=== Work item ===
Determine how many lines in the entries below hold "piece". Respond with that number only.

(Point-per-instance localization data)
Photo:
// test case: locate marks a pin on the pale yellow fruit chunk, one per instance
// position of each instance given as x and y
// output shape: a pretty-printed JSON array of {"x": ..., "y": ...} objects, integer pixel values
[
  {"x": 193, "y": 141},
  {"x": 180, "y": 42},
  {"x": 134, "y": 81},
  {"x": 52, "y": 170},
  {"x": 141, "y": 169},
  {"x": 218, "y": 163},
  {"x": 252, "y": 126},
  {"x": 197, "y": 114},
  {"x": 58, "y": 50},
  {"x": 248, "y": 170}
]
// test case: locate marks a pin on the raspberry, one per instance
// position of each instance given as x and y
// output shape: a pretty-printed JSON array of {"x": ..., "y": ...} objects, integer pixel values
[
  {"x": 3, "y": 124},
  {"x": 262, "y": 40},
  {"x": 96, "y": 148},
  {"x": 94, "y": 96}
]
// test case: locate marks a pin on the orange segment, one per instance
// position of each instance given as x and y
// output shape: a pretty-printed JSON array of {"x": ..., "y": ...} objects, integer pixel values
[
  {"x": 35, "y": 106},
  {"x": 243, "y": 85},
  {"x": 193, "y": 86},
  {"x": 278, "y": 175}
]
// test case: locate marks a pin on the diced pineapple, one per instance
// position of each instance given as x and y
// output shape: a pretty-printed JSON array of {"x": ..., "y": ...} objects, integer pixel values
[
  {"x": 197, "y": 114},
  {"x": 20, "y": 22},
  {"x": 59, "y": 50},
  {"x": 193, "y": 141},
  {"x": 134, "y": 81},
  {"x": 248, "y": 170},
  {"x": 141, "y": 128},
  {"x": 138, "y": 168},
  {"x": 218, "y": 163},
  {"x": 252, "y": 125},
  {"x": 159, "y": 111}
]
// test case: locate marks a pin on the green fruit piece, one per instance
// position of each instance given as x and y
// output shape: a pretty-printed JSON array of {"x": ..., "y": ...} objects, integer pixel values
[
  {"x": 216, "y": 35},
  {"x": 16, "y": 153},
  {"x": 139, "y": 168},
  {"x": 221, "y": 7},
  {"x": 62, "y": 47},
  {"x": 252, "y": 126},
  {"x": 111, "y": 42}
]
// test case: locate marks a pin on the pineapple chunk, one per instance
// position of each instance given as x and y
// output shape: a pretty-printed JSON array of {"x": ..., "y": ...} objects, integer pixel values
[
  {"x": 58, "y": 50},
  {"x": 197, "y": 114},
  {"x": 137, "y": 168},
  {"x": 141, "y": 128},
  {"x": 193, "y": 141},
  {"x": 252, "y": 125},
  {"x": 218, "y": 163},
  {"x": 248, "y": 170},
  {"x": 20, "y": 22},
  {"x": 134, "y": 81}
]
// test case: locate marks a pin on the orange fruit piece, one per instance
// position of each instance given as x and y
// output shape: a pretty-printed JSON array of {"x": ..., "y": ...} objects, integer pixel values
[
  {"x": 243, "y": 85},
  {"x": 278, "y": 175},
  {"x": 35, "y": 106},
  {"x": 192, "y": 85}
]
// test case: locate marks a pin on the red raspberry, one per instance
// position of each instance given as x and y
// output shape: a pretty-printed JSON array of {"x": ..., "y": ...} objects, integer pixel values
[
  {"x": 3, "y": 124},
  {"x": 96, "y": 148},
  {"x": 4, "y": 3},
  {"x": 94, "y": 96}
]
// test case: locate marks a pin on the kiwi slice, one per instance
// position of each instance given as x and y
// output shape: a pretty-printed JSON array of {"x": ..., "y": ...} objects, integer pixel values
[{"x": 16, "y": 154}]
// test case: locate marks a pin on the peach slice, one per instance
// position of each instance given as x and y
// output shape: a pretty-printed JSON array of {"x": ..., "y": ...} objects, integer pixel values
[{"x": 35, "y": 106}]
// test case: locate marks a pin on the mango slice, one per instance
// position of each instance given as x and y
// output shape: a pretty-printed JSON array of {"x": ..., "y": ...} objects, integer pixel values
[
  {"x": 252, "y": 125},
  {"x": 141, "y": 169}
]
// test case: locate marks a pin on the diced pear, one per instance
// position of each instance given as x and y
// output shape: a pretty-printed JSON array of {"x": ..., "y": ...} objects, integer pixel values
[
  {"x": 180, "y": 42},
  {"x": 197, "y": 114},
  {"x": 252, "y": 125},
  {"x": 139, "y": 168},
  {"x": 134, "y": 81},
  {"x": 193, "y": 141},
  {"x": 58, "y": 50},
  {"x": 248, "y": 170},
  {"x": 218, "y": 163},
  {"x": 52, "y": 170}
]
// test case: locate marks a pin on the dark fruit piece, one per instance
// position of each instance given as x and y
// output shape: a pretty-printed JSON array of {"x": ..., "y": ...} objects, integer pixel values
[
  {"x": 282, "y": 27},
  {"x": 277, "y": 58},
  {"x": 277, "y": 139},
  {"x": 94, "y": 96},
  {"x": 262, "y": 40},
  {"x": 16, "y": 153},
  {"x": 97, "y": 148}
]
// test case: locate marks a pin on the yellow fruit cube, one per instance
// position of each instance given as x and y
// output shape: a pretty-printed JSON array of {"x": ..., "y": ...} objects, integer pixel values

=== Answer box ===
3